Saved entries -
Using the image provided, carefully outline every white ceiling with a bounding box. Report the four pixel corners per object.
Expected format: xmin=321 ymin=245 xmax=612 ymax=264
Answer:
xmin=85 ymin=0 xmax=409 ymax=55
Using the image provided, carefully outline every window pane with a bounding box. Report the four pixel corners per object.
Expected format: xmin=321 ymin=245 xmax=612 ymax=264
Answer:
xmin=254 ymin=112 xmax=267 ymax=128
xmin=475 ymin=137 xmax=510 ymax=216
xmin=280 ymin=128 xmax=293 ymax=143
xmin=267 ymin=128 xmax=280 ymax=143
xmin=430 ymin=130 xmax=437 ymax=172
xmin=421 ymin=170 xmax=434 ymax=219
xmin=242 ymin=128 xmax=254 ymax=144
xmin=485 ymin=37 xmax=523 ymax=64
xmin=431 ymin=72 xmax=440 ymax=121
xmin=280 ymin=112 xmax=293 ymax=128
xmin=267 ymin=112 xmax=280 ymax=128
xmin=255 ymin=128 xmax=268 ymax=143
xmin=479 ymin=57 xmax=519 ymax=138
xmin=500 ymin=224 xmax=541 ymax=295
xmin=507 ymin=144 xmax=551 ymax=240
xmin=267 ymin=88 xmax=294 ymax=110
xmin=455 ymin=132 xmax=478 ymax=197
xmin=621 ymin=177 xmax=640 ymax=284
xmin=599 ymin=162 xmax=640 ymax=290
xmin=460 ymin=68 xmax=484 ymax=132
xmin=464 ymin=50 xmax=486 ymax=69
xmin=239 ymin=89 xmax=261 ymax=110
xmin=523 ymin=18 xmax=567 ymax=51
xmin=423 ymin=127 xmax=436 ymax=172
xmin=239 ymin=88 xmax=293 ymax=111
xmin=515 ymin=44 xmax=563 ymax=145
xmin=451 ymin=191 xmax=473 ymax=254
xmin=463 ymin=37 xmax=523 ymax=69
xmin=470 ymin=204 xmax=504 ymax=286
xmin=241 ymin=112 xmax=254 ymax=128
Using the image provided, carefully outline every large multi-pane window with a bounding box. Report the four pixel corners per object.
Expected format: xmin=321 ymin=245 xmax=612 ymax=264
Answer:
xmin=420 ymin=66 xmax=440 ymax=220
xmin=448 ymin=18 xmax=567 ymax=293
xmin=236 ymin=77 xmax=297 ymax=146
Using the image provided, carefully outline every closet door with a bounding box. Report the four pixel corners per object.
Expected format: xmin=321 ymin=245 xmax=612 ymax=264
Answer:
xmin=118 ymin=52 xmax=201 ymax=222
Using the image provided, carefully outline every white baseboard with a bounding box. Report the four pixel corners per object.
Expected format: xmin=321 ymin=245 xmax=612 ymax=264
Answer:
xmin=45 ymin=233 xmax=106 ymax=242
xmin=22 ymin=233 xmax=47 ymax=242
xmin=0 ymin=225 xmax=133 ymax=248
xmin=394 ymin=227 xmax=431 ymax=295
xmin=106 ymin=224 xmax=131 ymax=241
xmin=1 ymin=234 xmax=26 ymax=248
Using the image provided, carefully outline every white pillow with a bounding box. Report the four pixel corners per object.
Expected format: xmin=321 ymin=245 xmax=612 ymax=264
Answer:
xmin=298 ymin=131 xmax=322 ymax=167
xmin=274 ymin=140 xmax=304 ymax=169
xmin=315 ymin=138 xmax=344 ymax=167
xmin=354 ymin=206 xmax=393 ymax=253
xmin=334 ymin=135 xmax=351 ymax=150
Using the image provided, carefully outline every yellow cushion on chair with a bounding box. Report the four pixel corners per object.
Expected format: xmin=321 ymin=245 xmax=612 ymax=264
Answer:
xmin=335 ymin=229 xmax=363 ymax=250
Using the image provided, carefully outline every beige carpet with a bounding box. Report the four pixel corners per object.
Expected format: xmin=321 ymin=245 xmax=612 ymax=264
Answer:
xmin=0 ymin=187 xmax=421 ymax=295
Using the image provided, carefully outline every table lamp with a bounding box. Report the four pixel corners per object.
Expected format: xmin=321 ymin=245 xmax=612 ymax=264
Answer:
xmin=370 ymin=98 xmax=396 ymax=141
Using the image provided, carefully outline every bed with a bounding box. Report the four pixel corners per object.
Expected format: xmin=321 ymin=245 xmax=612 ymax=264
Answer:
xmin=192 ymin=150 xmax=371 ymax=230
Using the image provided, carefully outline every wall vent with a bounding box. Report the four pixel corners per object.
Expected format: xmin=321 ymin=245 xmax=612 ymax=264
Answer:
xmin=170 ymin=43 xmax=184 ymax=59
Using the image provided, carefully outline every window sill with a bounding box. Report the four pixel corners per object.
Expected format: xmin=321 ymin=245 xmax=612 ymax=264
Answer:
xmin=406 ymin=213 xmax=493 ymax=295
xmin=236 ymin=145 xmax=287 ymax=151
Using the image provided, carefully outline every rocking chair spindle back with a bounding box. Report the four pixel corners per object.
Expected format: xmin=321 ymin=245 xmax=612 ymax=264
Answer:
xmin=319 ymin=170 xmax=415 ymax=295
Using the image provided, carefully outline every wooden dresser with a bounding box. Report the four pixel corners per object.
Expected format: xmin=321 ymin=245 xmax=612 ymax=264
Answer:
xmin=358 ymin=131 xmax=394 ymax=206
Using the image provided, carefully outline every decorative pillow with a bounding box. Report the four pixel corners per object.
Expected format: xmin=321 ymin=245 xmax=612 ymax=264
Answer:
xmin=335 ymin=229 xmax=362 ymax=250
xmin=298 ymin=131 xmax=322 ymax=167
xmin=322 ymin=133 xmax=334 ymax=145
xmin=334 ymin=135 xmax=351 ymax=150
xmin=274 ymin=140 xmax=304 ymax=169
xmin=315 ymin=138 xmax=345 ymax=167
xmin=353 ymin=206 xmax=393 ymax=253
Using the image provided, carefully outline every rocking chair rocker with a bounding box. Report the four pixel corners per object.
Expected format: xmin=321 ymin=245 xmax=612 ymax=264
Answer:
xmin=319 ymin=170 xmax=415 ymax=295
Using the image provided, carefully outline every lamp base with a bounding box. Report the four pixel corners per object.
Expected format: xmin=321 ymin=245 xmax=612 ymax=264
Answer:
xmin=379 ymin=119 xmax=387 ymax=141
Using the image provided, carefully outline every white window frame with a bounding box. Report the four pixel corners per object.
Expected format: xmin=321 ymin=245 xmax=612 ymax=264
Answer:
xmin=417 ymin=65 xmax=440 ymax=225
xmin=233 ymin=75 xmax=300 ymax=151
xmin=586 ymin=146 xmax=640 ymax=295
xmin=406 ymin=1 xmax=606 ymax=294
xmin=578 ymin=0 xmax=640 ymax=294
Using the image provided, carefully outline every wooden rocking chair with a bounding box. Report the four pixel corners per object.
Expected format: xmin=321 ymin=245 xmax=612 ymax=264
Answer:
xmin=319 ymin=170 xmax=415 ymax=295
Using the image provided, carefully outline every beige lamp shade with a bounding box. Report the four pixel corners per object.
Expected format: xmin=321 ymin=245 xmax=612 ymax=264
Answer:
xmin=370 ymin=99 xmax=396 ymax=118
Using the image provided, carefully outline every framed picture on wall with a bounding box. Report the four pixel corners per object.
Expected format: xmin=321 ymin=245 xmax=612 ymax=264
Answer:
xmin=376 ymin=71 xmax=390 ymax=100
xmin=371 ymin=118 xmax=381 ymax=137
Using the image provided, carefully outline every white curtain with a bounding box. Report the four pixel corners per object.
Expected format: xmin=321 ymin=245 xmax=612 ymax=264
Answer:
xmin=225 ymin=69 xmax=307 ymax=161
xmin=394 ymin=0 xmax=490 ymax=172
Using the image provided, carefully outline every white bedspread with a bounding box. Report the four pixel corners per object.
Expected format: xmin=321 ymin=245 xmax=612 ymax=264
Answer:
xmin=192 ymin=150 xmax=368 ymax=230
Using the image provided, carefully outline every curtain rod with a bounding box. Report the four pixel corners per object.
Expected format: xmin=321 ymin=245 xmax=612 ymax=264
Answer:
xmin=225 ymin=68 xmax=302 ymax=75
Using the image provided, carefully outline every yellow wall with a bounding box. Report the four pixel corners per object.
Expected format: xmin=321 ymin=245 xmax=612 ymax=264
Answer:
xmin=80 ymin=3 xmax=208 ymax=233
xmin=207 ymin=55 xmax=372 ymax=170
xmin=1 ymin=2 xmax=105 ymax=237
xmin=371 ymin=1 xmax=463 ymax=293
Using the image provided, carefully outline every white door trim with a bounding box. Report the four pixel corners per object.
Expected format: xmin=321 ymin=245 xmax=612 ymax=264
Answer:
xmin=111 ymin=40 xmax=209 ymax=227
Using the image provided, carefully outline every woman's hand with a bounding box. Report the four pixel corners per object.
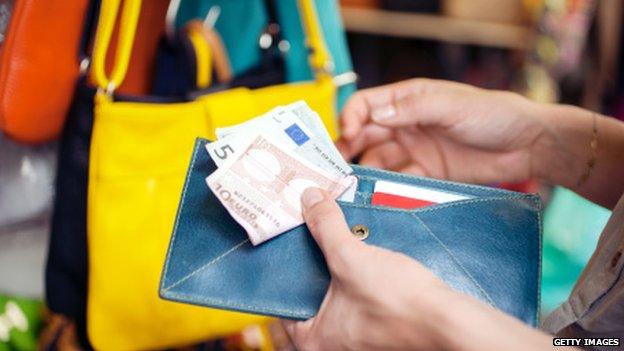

Exercise details - All lines of the records above with the word "window" in them are to be copied.

Exercise result -
Using the image provided, carefully outline every window pane with a bounding box. Report the four pixel corners per object.
Using the image provided, carefully outline every large multi-pane window with a bounding box. Report the four pixel corners per object.
Using the image provided, carefully outline every window sill with a bounding box. Report the four pixel corners per object.
Using the image provided, carefully outline every white window frame with a bounding box. Report the four pixel corners per object.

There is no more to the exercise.